» What to do
Which essayist does the introduction to the list of the worst hit songs of 1966 paraphrase?

» Reading passage
· · · · · · ·
The Top 10 Worst Hit Songs of 1966

The bad songs of 1966 were, predictably, largely a blend of trend-hopping opportunism and the outdated ‘50s pop that was still gasping its last few breaths of popular relevancy, with that weird sort of half-50s/half-70s gunk I’ve mentioned before filling up the remainder. By now the ‘60s were in full swing, and plenty of songwriters and singers found themselves scrambling to keep pace with the changing times. Many rose to the occasion and created pop culture mainstays that have stood tall for decades, but listening through the 1966 year-end Hot 100 proved how much it really took to create worthwhile art in such turbulent times, especially for those who came up short in talent, effort, or both. To paraphrase essayist Ian Danskin, “Most people don’t beat the odds. That’s how odds work.” The following 10 songs, needless to say, did not beat the odds. On with the show!
· · · · · · ·
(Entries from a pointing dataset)
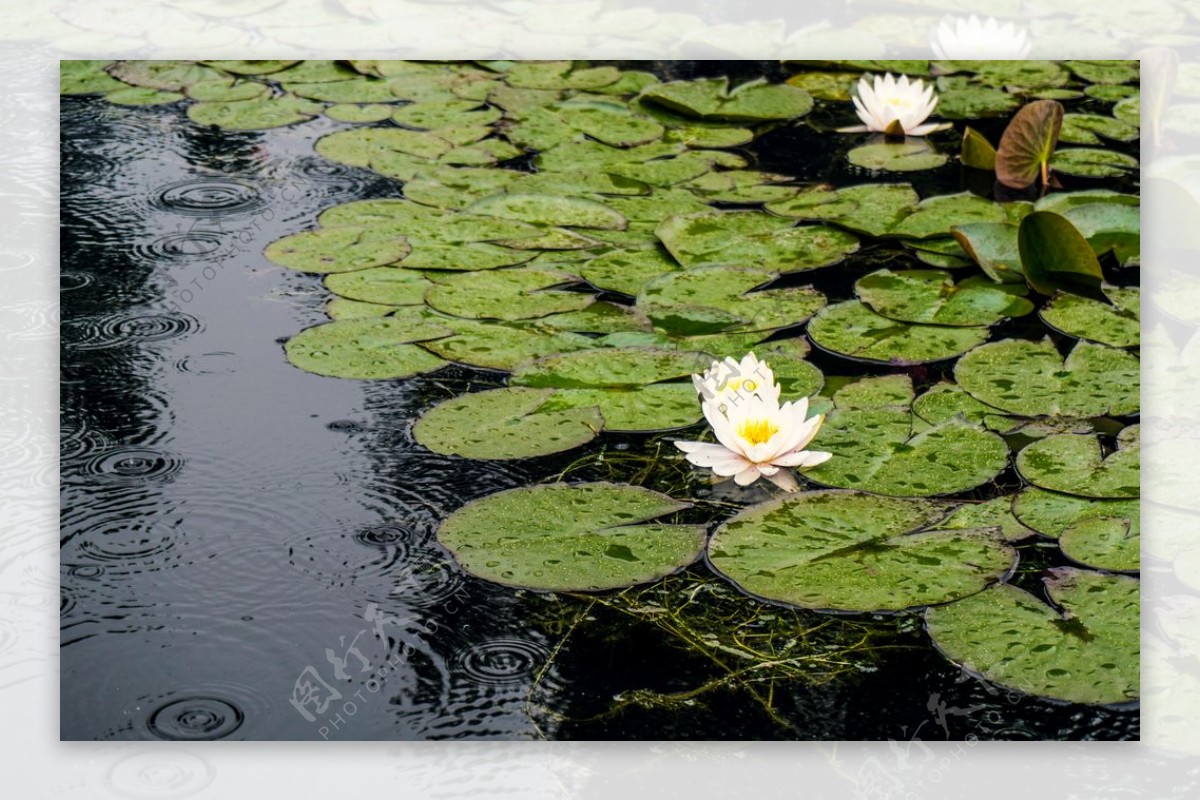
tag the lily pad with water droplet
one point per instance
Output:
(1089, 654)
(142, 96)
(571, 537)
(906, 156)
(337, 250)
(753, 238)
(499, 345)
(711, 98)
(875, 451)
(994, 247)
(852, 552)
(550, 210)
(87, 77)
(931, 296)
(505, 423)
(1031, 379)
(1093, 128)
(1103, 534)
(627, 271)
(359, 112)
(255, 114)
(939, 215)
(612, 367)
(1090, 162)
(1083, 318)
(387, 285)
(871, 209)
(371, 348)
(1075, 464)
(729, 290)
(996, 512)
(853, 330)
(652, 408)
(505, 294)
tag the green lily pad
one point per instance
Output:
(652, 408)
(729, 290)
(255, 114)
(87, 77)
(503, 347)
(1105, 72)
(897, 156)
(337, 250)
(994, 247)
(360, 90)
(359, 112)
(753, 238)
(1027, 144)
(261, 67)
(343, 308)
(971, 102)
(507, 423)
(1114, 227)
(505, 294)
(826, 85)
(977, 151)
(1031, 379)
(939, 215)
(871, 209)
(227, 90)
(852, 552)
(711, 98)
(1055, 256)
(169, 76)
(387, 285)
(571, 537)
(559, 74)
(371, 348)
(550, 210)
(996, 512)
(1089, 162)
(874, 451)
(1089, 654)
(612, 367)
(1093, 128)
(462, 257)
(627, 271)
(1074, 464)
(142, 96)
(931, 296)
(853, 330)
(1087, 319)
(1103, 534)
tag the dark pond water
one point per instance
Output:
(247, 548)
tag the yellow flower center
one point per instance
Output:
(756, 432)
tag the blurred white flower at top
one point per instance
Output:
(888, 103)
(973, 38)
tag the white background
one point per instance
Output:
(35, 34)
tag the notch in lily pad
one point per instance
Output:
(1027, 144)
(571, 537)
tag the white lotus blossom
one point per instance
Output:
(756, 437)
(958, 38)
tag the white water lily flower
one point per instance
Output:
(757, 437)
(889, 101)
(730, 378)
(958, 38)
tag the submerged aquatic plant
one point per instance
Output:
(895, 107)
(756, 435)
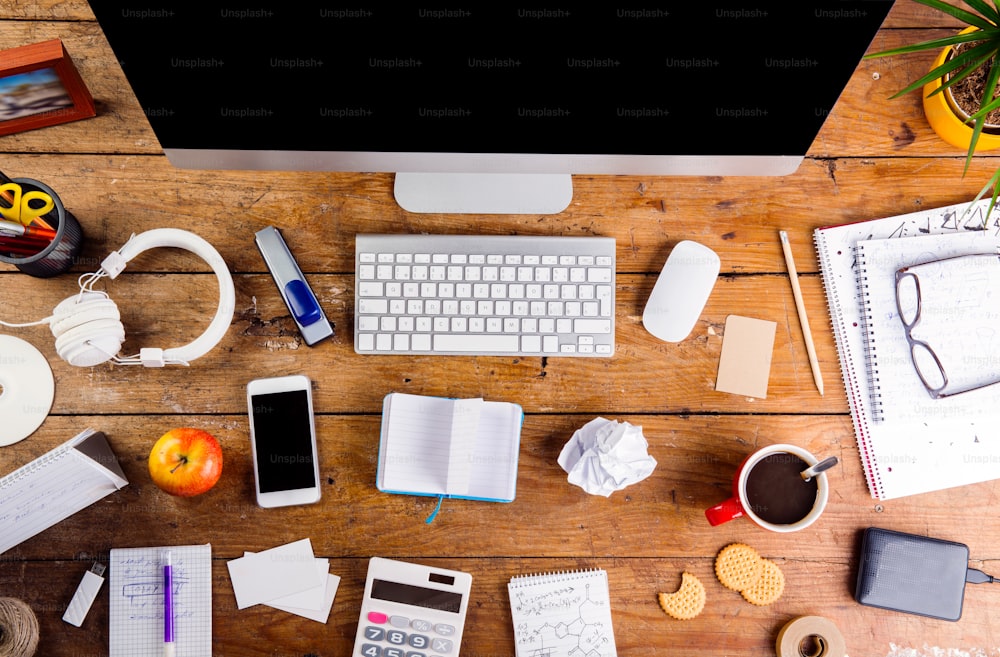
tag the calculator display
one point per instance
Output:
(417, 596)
· · · · · · ·
» Solution to this exercise
Ian Danskin